#### Text
In essence, the Faction evolved from a rejection of national perspectives in Britain. In 2004 the relative downturn in the class struggle, in the antiwar movement in the anticapitalist or anti-globalization movement after the high point of 2001-2003 convinced the faction leaders, then only an informal grouping, that the key issues of WPB’s perspectives - the fight around the slogan of a new workers party , the need for a rank and file movement, the fight for the Fifth International in the European Social Forum - all had to be dropped in favour of a tailist and routinist perspective in the trade unions.
Connected with this they wanted to stick with the tactic of critical electoral support for Labour, exaggerating the scale of Labour’s pro-working class reforms, the continued loyalty to Labour, the illusions in Gordon Brown etc. Thus they maintained that there was no resonance for a call for new workers’ parties or electoral alternatives to New Labour. They minimised the significance of the RMT and FBU breaks from Labour, they minimised the significance of the real decline of the Labour vote that year.
There was, they said, no resonance for the call for a new working class party. The majority correctly characterized this as tailism, basing their demands not on the needs of the working class but on the existing consciousness of the main body of the class. In this way they failed to give a clear political lead to the vanguard who showed a desire to break from Labour, though it has as yet arrived at no clear decision on what the political alternative should be. The Minority would have had us abandon the role of Marxists which is to show the right way, to trailblaze, to offer political leadership, not to follow where the working class as a whole was going, only raising slogans where they already have ‘resonance’. In two national conferences of Workers Power (Britain) the minority suffered first a narrow and then a more clear defeat.
In fact the Minority had no unified alternative to the Majority’s approach. Part of the Minority opposed the demand for a new workers’ party in principle, claiming that the tactic did not apply because there is already a workers party in Britain – the Labour Party. The other wing of the Minority, less dogmatic but also less consistent - argued that the demand could apply, but used tailist logic, saying it should only be used where there is resonance for it, ie within the RMT or the FBU, but not across the working class movement as a whole.
Should they form a new organisation, one of their first challenges will be overcoming the fact that they are split down the middle on a central question for the class struggle in Britain today.

#### Work to do
Carry on the text about the minority faction in Workers Power (Britain) from the point where it stops.

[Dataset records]

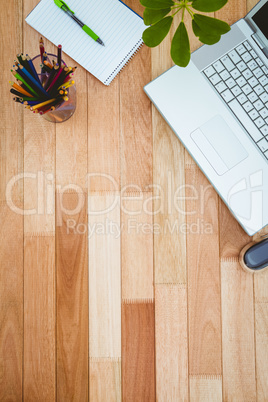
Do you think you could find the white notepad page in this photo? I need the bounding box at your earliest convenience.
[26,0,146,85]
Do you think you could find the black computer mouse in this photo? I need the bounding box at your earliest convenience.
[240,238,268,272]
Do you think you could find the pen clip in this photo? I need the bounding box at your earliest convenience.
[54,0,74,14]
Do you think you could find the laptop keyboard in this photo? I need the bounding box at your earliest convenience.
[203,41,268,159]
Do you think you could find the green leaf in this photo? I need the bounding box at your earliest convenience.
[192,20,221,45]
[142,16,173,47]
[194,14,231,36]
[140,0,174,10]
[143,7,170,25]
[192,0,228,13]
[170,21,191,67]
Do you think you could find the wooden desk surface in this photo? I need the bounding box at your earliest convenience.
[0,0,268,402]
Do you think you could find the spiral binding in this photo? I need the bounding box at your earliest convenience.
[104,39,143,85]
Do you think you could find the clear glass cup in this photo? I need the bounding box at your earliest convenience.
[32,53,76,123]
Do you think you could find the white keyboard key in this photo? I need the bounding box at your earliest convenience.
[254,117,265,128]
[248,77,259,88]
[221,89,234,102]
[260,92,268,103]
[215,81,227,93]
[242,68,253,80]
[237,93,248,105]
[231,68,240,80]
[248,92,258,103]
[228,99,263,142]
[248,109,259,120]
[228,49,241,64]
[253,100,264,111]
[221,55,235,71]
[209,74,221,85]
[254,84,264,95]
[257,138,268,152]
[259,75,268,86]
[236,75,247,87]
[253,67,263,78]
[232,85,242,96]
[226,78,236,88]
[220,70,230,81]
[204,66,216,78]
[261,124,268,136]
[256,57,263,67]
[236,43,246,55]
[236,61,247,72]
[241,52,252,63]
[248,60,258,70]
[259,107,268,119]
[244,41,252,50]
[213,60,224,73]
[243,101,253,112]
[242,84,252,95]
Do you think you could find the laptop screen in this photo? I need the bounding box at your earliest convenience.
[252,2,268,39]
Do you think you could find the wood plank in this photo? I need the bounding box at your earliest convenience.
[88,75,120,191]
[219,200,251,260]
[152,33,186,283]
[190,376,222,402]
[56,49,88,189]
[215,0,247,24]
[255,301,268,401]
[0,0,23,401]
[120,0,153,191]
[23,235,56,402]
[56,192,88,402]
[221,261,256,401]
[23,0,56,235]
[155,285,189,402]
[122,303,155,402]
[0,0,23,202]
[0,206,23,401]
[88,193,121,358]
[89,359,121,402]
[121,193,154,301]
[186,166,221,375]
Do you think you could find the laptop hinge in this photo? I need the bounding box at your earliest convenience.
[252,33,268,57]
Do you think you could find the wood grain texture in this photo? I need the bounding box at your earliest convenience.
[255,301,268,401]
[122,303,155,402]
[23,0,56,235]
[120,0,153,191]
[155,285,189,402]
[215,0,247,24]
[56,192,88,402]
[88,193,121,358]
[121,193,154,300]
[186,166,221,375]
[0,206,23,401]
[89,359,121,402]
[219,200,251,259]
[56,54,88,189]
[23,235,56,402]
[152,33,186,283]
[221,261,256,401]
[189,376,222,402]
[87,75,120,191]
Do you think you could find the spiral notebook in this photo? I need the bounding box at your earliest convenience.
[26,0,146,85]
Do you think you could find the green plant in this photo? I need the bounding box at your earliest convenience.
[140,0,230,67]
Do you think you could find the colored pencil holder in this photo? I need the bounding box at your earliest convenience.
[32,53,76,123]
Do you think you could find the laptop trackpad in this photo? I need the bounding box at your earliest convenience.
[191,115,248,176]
==
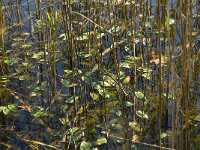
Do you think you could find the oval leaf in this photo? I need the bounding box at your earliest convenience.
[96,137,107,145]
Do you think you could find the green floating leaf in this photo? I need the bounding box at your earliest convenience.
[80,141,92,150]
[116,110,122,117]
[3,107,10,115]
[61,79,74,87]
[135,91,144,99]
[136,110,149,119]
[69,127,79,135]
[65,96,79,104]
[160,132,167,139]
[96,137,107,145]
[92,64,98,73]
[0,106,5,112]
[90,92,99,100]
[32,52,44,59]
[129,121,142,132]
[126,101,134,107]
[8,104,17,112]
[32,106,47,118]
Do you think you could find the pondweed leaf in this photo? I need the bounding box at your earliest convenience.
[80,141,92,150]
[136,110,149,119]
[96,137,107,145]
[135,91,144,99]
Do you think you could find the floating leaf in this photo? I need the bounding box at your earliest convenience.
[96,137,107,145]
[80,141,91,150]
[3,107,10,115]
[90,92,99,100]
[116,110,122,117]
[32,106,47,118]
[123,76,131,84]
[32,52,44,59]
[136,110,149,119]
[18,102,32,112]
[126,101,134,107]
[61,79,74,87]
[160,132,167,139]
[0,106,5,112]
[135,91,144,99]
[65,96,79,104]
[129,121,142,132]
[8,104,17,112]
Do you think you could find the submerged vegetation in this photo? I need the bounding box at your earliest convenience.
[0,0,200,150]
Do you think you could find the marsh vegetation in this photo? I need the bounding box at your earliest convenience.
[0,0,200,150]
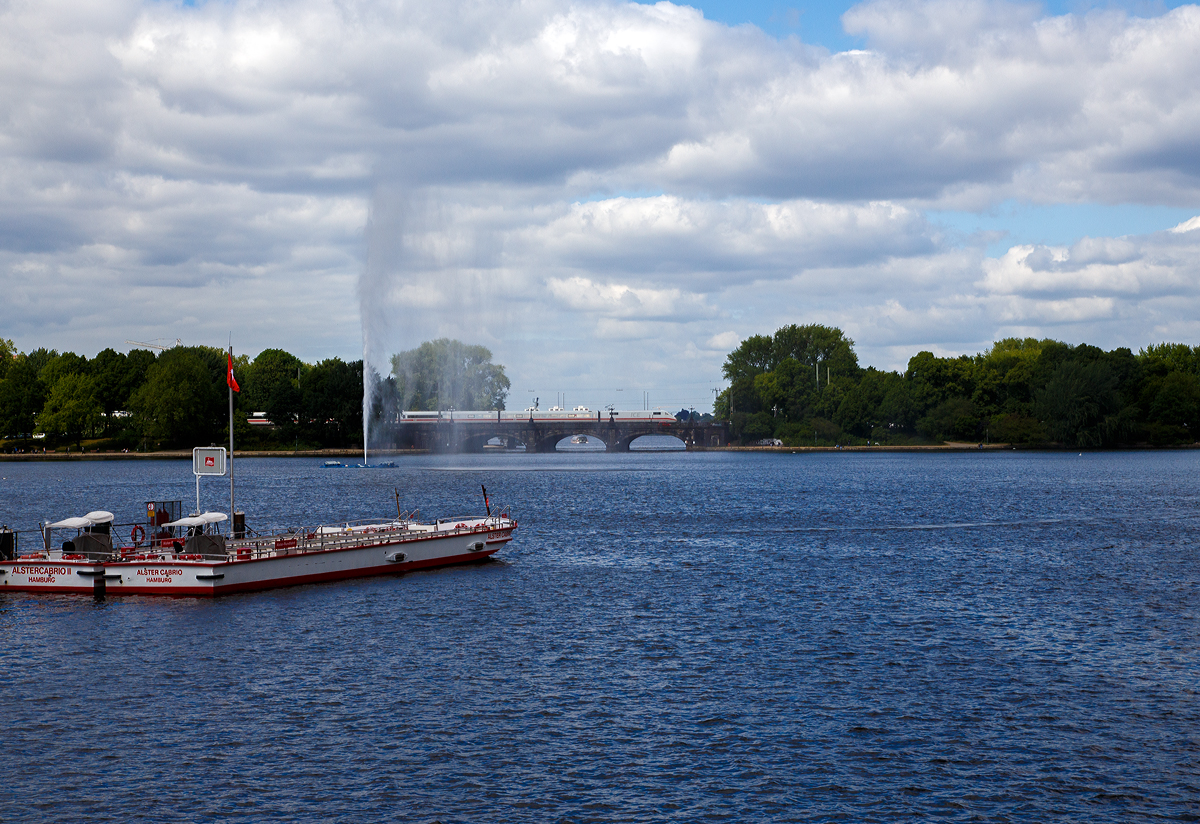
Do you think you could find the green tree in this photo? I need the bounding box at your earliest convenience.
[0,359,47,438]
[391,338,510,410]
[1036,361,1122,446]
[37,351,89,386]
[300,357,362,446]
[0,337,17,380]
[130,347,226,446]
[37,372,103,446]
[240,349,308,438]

#### Final result
The minority, perhaps because they included so many “old leaders” of WPB - Mark H, Keith H, Stuart K - became embittered by these defeats. Some minority members had had longer or shorter periods outside the group in the late nineties or early 2000s, missed its reviving and reorienting struggles and indeed felt somewhat hostile to them because they were different to the type of struggles they had experienced when they entered politics in the mid-eighties. Others had voluntarily left the leading bodies of the section and international tendency for apparently personal reasons. This whole stratum, many of them long time white collar trade union militants of some standing and a good record of struggle, nevertheless proved year in year out totally incapable of recruiting to the organisation. They became embittered and jealous of those who were recruiting and building.
Meanwhile our work in the anticapitalist movement and amongst youth prospered and whilst there was steady loss from the older comrades, to private life, careers, health and family problems, the younger comrades kept the British Section growing. The attempt to get the older comrades to collectively discuss changes to their routine or to learn anything at all from the youth work was greeted with cries of indignation, accusations of disrespect and even persecution. The comrades effectively boycotted the areas of work that they did not approve of, like campaigning for a new workers’ party. Again and again the comrades sought an alibi in the supposedly adverse objective conditions.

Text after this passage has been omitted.